== Supplied passage ==

= 2002 FIG Rhythmic Gymnastics World Cup Final =

International rhythmic gymnastics competition

The 2002 FIG Rhythmic Gymnastics World Cup Final was the fifth edition of the Rhythmic Gymnastics World Cup Final, held from November 30 to December 2, 2002, in Stuttgart, Germany. The competition was officially organized by the International Gymnastics Federation as the last stage of a series of competitions through the 2001–2002 season.

===
== Supplied entries ==

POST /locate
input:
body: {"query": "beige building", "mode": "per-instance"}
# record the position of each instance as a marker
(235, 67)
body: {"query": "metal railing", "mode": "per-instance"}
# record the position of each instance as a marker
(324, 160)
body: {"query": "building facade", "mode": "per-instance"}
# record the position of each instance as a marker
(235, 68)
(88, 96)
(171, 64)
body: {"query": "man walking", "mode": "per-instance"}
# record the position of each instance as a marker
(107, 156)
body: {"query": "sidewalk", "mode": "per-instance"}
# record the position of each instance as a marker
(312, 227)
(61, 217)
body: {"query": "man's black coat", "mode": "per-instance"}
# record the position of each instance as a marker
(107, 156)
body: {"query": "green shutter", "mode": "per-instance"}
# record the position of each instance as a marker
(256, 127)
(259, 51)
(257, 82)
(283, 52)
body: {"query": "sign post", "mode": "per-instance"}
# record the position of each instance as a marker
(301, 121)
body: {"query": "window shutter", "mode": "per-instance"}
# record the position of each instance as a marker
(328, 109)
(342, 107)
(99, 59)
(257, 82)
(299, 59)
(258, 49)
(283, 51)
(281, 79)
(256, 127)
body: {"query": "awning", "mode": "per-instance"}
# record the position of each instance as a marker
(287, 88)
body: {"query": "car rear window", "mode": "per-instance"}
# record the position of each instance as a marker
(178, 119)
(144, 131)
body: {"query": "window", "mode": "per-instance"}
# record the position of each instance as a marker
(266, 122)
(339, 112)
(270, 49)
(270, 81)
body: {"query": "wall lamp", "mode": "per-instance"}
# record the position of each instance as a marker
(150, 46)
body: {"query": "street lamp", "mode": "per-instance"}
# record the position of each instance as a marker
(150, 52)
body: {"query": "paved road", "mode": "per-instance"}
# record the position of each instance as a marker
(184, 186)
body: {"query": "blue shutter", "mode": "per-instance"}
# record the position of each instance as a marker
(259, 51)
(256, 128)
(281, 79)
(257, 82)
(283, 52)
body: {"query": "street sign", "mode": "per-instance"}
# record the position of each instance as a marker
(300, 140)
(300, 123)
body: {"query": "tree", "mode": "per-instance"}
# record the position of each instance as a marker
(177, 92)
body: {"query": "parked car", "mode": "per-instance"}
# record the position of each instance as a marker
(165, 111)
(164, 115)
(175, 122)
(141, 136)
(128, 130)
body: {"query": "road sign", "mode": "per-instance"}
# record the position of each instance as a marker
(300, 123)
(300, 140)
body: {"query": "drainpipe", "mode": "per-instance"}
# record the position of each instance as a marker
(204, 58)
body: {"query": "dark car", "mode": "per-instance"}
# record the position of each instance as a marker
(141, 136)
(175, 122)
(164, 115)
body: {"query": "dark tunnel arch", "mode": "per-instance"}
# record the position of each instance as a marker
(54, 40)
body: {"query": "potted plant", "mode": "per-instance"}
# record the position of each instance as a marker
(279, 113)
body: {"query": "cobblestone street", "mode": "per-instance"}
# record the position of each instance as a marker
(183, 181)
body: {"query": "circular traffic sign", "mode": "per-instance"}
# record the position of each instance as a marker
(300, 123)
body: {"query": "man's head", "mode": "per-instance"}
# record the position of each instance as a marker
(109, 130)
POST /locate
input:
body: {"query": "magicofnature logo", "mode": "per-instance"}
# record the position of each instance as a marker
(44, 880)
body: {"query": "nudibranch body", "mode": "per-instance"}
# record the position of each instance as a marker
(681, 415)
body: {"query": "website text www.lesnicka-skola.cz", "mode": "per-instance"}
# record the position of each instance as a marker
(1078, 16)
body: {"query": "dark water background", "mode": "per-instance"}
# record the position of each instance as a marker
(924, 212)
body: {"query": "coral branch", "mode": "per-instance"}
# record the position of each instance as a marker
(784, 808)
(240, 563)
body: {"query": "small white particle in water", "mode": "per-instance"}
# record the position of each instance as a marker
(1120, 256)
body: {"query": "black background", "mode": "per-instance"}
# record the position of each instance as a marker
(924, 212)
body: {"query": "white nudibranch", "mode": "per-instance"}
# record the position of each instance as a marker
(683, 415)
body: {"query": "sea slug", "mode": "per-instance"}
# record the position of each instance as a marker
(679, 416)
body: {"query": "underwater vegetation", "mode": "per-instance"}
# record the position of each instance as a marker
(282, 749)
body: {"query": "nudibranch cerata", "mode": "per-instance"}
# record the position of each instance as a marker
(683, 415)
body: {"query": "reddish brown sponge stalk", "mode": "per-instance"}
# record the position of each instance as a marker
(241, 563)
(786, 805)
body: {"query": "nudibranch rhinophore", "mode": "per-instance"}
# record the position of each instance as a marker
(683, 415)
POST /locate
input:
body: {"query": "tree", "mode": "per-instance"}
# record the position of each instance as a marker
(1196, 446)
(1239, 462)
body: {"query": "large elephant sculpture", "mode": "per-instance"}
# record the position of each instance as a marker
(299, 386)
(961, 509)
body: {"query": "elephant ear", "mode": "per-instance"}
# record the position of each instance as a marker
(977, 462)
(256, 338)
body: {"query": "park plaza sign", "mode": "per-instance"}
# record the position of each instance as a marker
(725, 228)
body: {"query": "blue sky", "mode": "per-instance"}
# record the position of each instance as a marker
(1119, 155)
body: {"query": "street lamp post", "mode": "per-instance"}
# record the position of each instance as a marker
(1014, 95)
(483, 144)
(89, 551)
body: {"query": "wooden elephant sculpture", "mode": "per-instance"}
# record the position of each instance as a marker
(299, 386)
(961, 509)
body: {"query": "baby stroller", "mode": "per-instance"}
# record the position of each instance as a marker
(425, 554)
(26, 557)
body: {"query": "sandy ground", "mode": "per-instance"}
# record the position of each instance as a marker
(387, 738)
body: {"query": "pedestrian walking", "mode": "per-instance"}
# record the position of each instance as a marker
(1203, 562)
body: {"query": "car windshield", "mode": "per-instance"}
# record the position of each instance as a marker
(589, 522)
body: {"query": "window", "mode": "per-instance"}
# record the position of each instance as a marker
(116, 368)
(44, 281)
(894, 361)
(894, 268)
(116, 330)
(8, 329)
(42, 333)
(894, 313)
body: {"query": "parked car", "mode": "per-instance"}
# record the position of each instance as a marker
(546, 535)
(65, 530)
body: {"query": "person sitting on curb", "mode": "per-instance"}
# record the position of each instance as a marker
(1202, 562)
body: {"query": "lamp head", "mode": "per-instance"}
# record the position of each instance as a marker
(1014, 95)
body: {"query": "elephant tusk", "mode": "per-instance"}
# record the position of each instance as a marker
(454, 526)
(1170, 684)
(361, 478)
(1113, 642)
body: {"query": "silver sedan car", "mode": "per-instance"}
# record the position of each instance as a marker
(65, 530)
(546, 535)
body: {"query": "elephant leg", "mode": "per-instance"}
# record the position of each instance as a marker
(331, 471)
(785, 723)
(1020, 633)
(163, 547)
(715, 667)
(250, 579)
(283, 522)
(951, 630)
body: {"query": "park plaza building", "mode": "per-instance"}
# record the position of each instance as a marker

===

▶ Problems
a - Update the World Cup Final passage: write out again the part that opens with the words "International rhythmic gymnastics" and closes with "the 2001–2002 season.", putting "Munich" in place of "Stuttgart".
b - According to the World Cup Final passage, which body officially organized the 2002 competition?

▶ Solutions in order
a -
International rhythmic gymnastics competition

The 2002 FIG Rhythmic Gymnastics World Cup Final was the fifth edition of the Rhythmic Gymnastics World Cup Final, held from November 30 to December 2, 2002, in Munich, Germany. The competition was officially organized by the International Gymnastics Federation as the last stage of a series of competitions through the 2001–2002 season.

b - The International Gymnastics Federation officially organized it.